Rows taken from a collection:
——————

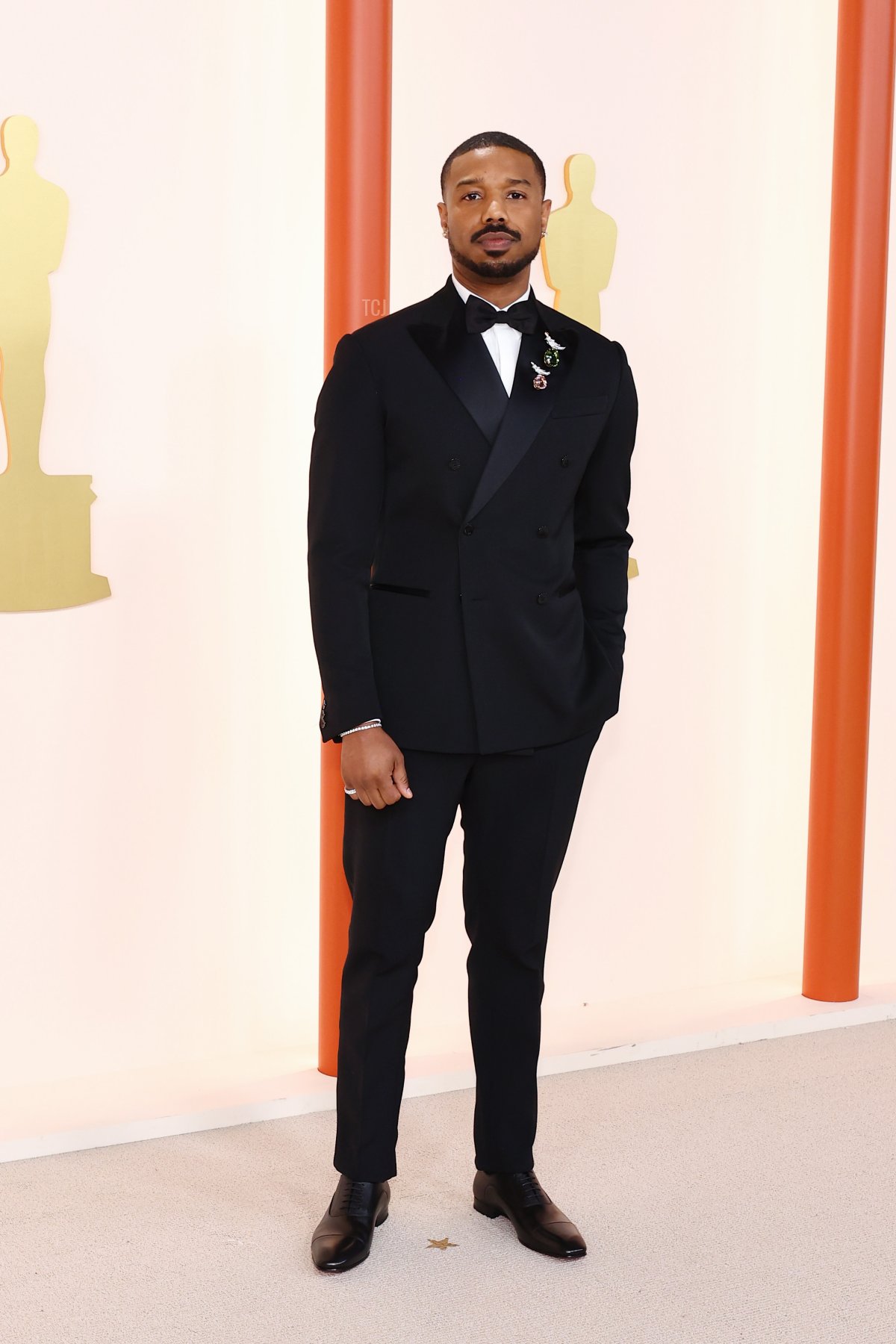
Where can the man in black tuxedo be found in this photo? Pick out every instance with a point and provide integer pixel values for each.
(467, 570)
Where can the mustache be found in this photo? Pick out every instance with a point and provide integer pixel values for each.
(494, 228)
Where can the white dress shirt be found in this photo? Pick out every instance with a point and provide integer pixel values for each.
(501, 342)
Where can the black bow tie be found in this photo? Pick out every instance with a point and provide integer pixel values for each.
(523, 316)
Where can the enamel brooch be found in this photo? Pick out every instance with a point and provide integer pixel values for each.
(550, 361)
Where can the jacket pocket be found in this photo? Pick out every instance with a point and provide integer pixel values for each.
(581, 406)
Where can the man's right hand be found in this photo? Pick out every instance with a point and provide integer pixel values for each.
(373, 764)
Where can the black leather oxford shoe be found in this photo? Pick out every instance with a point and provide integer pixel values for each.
(343, 1236)
(538, 1221)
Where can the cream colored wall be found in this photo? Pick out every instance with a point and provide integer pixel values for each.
(711, 127)
(160, 749)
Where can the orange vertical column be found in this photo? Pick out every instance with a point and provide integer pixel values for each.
(356, 255)
(850, 461)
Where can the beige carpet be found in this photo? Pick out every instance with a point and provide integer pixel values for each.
(742, 1194)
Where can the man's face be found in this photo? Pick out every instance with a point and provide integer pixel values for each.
(494, 211)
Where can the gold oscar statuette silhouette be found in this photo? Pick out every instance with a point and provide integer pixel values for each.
(45, 520)
(576, 253)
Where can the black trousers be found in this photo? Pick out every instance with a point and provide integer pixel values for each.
(516, 813)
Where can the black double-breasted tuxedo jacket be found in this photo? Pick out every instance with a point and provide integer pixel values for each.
(467, 553)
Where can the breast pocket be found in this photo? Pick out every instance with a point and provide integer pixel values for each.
(398, 588)
(581, 406)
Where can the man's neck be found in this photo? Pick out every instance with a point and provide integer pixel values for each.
(500, 292)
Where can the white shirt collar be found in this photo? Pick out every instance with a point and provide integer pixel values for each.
(467, 293)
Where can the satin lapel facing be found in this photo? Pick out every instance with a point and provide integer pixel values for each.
(467, 367)
(527, 410)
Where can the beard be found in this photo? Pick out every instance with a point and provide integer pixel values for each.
(497, 269)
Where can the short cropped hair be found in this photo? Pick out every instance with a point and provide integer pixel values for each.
(494, 139)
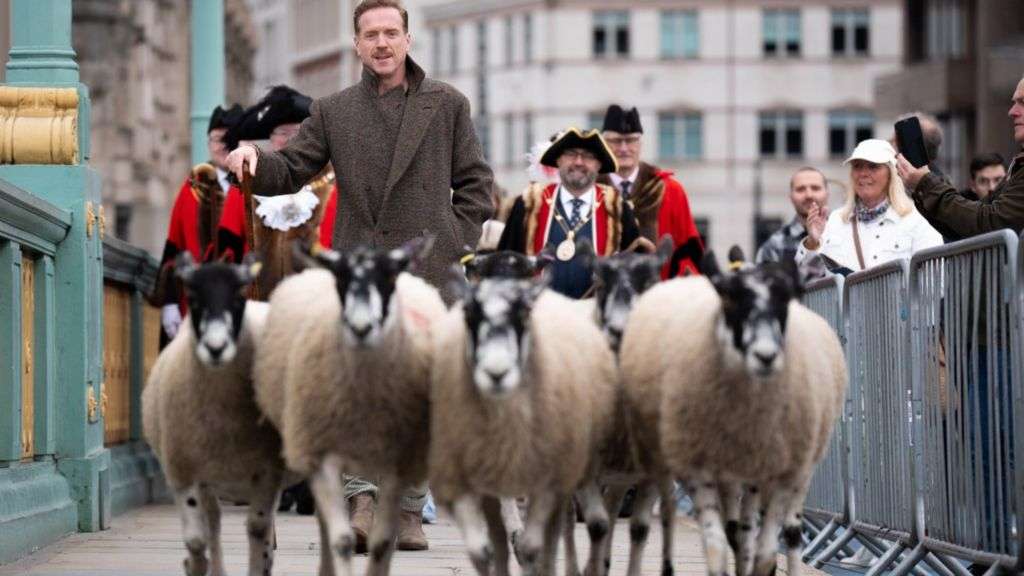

——————

◆ **What you need to do**
Swap "in this photo" for "in this image" everywhere in the rows above and write them out again with nothing else changed. Leave out the pictures.

◆ **Solution to the problem**
Where can the man in black tuxedo be found in this image? Pick out every instance with a point and provide integer pixel values for each.
(467, 570)
Where can the mustache be found in this image? Pick out every instance with a point and provide integer pixel values for each.
(494, 228)
Where can the white dress shirt be found in this image? Pick out every instance with a point and provide integer pixel values for each.
(501, 342)
Where can the black bow tie be found in this image? Pick out every instance with a point and provide integer pixel values for each.
(523, 316)
Where can the enamel brooch be found in this image? Pick out every instance with a point and provide integer pixel values for each.
(550, 361)
Where can the jacket pocket be found in this image? Pick out every instance with a point and provide integer pixel values for each.
(581, 406)
Where can the man's right hand be found in this image? Pick out every instance with a point and provide integer pixel values for each.
(373, 764)
Where can the black leather oxford shoe be found in this image? Pick out every instance with a point and provide integer pixel values for each.
(343, 1236)
(538, 1221)
Where can the cream colored wall be found in this image? Pick out every instance with a point and provide integer pixel values for each.
(711, 127)
(160, 749)
Where can the orange vertical column be found in this image? Pick out every instance with a point and provide integer pixel values for each.
(356, 255)
(850, 461)
Where can the beige carpet be found in this image? Pick out every instance with a point and provide integer pixel values for each.
(742, 1194)
Where can the man's face be found in this image? Pick out every instance with a point and provide integer pixel values for each.
(494, 211)
Where can the gold oscar statuette silhouette be found in this image? Pick out every instance with a point and provide integer pixel values for each.
(45, 520)
(576, 253)
Where can the black trousers be found in this image? Pick out every instance with a point and provide integer pixel values for each.
(516, 813)
Where can the black double-breasted tuxedo jacket be found in this image? Pick out every instance with a point and provide integer pixel values for each.
(467, 553)
Where can the breast pocket be found in this image? Pick out every instance with a point and provide integer pixel values for each.
(398, 588)
(581, 406)
Where can the man's neck be found in this image? Pick out every instance with a point and provide integer pixel values for each.
(500, 292)
Where can the white shirt collar be found in this image? Pick out every instance with a point and provide integer pixel values for each.
(467, 293)
Where can the satin lapel facing be found in this image? Pick out every instance with a point and provide integer pixel values for each.
(467, 367)
(527, 410)
Where can the beard be found in this image? Pick out every instance with a point and provide integer pixel values for each.
(497, 269)
Where can the short cropped hair be found in this image? Pick out every instance with a point and provide integer pixel values for each.
(494, 139)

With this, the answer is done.